The test reports the area under the curve (AUC) for each model and even test if the difference in AUCs between models is statistically significant.

The roc2 object is a list. It means that it contains a lot of information that we can extract using indexing. I can ask for all the list elements.

names(roc2)
##  [1] "percent"            "sensitivities"      "specificities"     
##  [4] "thresholds"         "direction"          "cases"             
##  [7] "controls"           "fun.sesp"           "auc"               
## [10] "call"               "original.predictor" "original.response" 
## [13] "predictor"          "response"           "levels"

… and extract the area under the curve:

roc2$auc
## Area under the curve: 0.733

What is my ideal cut point/threshold value? The ROC curve is mostly used for assessing the model’s performance. However, if we have a set of cutpoints and the true positive and the true negative prediction rate for each cutpoint, then we can find the cutpoint that best balances between the two types of errors. That is, we are interested in when the two lines intersect.

ggplot() +
  geom_line(aes(y = roc2$sensitivities,
                x = roc2$thresholds))  +
  geom_line(aes(y = roc2$specificities,
                x = roc2$thresholds),
            lty = 2)

id.threshold <- (roc2$sensitivities - roc2$specificities) %>% 
  abs %>%
  which.min

#Best balance
roc2$thresholds[id.threshold]
## [1] 0.3884075

Using this as a threshold, my cross table would look like this:

df %>% 
  group_by(PoolsLocal) %>% 
  reframe(Predicted1 = mean(preds2 > roc2$thresholds[id.threshold], na.rm = T), 
          Predicted0 = mean(preds2 <= roc2$thresholds[id.threshold], na.rm = T))

As is clear, at this threshold, I’m (almost) equally wrong/right for my predictions in each group in the outcome (PoolsLocal).

### Short task
Write the next part of the ROC curve tutorial, picking up after its final sentence. The data that follow come from a different source than the ROC curve tutorial.

### Dataset entries
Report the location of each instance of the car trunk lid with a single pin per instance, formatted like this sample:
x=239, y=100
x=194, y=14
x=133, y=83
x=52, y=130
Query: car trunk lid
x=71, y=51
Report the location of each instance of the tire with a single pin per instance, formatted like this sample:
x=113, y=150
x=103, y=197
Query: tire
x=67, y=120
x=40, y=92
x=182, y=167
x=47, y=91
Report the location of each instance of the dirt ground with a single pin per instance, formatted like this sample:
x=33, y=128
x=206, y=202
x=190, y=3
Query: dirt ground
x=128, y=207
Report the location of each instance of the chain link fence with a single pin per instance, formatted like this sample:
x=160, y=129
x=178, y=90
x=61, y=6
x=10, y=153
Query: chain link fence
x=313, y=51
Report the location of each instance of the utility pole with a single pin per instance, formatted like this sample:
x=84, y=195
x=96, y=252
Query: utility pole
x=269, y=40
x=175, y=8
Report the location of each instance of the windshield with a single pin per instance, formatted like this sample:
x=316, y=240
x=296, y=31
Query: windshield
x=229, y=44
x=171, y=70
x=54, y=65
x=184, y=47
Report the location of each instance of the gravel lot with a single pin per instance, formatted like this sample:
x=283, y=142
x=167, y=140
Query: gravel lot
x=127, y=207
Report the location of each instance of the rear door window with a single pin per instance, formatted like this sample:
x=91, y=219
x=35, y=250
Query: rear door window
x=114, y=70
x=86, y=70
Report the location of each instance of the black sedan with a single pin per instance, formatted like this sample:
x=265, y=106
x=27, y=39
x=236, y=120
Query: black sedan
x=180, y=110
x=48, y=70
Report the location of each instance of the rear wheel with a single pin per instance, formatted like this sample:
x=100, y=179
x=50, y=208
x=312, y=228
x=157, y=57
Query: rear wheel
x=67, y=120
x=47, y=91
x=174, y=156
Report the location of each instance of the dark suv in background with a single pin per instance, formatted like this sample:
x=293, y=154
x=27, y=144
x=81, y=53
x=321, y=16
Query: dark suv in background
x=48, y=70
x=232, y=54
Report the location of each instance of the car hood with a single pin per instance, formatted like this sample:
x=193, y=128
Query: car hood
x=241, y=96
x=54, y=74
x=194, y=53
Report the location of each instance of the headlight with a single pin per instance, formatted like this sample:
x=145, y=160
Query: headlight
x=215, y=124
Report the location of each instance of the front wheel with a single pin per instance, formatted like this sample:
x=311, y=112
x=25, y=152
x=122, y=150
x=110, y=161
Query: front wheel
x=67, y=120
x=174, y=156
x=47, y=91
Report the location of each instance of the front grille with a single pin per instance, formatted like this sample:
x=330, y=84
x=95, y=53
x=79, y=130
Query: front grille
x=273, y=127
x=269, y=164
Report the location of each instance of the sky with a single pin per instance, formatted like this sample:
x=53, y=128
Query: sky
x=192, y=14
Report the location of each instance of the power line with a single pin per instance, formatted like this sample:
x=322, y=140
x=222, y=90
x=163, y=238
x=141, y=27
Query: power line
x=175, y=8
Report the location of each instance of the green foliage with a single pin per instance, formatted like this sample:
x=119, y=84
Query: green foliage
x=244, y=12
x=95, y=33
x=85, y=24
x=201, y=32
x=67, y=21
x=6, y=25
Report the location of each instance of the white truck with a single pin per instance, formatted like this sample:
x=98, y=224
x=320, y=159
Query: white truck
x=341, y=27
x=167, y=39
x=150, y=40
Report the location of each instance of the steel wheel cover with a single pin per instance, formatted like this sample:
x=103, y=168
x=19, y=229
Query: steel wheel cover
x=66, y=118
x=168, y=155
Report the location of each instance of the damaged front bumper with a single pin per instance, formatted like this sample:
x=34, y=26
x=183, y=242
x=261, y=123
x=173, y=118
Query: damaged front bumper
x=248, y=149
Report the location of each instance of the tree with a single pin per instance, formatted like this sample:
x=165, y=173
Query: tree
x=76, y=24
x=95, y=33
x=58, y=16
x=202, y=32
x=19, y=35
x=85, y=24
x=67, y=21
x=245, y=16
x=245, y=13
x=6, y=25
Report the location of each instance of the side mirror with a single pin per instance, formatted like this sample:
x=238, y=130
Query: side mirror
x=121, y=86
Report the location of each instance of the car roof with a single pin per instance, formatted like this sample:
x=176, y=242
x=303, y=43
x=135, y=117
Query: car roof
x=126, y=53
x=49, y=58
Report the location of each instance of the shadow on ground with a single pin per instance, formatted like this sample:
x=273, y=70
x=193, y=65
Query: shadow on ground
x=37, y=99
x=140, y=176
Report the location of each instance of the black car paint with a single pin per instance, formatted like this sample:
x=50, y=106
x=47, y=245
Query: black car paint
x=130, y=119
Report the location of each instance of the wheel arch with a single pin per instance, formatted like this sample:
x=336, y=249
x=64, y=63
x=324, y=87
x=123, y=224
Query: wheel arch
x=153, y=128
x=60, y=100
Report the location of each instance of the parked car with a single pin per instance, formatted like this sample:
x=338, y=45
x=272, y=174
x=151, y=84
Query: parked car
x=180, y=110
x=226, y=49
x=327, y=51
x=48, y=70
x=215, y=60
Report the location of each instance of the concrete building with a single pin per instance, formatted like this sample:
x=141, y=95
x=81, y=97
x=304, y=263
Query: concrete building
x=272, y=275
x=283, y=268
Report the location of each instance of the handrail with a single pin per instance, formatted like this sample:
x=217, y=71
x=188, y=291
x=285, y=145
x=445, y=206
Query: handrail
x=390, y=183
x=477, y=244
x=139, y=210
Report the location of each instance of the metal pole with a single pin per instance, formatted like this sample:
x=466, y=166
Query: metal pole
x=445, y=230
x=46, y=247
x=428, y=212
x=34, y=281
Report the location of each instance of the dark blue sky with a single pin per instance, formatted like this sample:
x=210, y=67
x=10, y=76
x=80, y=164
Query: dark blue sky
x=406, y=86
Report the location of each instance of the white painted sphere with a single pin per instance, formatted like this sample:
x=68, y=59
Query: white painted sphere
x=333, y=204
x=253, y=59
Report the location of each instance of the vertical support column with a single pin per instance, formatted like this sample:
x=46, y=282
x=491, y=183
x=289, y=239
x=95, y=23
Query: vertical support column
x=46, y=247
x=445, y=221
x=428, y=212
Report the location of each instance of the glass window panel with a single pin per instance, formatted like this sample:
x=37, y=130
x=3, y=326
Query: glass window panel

### Reply to the exercise
For a recap, you may for example read this intro: https://drfloreiche.github.io/logit.html

Interpretation

Once we are satisfied with the performance of our model, we can start playing around with it. What does it have to tell us?

1. Regression coefficients

The equation that R optimizes for us is linear. The regression coefficient \(\beta\) therefore report changes in logodds (my recoded \(y\)).

\(y \sim \alpha + \beta \times x\)

Regression coefficients reported in logodds are useful for the hypothesis testing. I can easily see whether my effects are positive or negative and whether their likelihood of being different from zero is statistically significant. From the results table, I can also see that intra-party competition (OpenList) reduces MEPs’ likelihood of pooling resources. But by how much?

GLMs have an inbuilt interaction effect due to the recoding of the observed variable (the log-transformation) and the models’ mapping of events on the Bernoulli probability distribution (i.e. a binomial probability distribution with one success/failure for each trial). This requires a more careful interpretation on our side. That’s what exercise 1 in the problem set for today aimed to illustrate.

When I interpret, I usually follow up with three additional steps.

2. Marginal effect

In linear regression models, we can interpret the \(\beta\) coefficient (slope parameter/coefficient) as the relative increase in \(y\) when \(x\) increases by one unit. In logistic regression models, the \(\beta\) coefficient represents the change in the log odds of the dependent variable for a one-unit increase in the independent variable. When I partially back transform the slope parameter in logistic regression, I obtain the odds ratio (exercise 2b). To do so, I exponentiate the slope parameter. This represents the ratio of the odds of the dependent variable between two groups that differ by one unit on the independent variable.

exp(mod1$coefficients[2])
##  OpenList 
## 0.3788176

When we do this, the reference point is 1. All ratios above 1 implies a positive relationship, all below a negative. The oddsratio is the factor with which we would multiply the increase in \(y\) when \(x\) increases by one unit. It is the factor of change in y when x increases by one unit. Here, the \(y\) would increase by a factor of 0.379.

Unless your exponentiated coefficient is above 2 (i.e. the effect more than “doubles”), the most intuitive way to communicate the result, is in % (not percentage points, but relative increase/decrease). This is particularly true for negative relationships.

exp(mod1$coefficients[2])-1
##   OpenList 
## -0.6211824

MEPs from candidate-centered systems are 62% less likely to share an assistant, compared to members from party-centered systems.

3. First differences and scenarios

Because of the in-built interaction effect, it is particularly important to go all the way to the predicted effect by backtransforming from the logodds.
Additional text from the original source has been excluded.